Start of EXCERPTED TEXT

Because they're tropical plants, all pepper plants share the same needs. Growing peppers requires full sun, warm weather, and well-drained soil. The ideal temperatures for pepper plants are 70 to 80 degrees F during the day and 60 to 70 degrees F at night. In temperatures above 90 or below 60, flowers may fall off. High temps also may cause misshapen fruits.
Because it takes approximately 100 days for pepper plants to mature from seed, in most climates you need to start seeds indoors about two months before your outdoor temperatures stay consistently above 55 degrees F. Sow pepper seeds 1/4 inch deep in a seed-starting potting mix. Keep the seeds moist and warm (about 80 degrees F). Use a grow lamp or sunny window to keep seedlings growing until you can transplant them outdoors.

End of EXCERPTED TEXT
Start of RECORDED INFORMATION

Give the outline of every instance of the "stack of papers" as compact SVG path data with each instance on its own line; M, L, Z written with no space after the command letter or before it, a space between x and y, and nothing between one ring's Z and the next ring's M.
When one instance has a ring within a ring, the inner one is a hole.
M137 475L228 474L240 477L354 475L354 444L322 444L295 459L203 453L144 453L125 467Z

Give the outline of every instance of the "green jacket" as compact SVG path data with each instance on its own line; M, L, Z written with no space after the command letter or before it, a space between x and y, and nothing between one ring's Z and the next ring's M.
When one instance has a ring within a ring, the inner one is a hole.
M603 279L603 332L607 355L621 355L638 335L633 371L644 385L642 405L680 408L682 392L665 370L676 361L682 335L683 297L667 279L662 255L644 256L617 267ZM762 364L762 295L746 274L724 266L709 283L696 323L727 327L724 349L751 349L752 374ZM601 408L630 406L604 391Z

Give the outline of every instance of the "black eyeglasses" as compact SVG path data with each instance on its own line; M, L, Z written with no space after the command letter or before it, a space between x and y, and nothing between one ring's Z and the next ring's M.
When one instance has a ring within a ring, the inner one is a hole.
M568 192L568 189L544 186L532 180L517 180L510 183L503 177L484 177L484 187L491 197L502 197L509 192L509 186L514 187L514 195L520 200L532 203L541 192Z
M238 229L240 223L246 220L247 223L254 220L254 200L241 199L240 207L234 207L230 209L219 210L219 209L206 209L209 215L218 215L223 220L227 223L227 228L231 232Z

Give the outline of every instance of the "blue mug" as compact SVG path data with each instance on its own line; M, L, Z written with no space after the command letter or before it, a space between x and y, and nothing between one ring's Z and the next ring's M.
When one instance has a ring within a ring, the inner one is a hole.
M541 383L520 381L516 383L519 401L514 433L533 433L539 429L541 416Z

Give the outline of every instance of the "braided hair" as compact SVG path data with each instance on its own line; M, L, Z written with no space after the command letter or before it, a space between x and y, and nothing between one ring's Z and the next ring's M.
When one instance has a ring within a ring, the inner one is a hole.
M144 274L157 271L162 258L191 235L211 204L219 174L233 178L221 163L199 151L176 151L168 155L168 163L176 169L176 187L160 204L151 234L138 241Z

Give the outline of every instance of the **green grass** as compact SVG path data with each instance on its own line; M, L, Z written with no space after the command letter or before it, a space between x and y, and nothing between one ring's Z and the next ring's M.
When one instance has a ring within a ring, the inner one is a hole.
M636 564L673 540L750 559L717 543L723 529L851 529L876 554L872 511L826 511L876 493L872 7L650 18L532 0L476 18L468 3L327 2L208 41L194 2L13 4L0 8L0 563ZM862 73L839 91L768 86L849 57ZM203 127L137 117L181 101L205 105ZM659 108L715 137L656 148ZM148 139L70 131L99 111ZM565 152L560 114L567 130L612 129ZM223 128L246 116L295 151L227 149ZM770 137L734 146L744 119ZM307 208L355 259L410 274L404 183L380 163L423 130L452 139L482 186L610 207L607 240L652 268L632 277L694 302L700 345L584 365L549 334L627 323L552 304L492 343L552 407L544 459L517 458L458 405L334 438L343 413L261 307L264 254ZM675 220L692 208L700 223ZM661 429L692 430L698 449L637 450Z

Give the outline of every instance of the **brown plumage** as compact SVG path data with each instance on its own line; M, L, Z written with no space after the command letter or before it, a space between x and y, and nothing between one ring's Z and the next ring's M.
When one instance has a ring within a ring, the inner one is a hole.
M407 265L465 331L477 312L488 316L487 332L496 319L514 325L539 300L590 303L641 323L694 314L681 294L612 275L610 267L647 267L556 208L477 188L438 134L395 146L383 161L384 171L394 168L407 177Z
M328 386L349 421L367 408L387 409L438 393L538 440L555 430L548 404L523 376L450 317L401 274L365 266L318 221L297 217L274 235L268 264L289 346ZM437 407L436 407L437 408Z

End of RECORDED INFORMATION

- INSTRUCTIONS FOR THE TASK
Decide whether each statement agrees with the pepper-growing text, answering yes or no and quoting the words that settle it: (a) Pepper plants take about 100 days to mature from seed. (b) Pepper seeds should be sown half an inch deep. (c) Pepper flowers may drop when temperatures fall below 60 degrees F.

- EXERCISE RESULT
(a) Yes: "it takes approximately 100 days for pepper plants to mature from seed"
(b) No: "Sow pepper seeds 1/4 inch deep in a seed-starting potting mix."
(c) Yes: "In temperatures above 90 or below 60, flowers may fall off."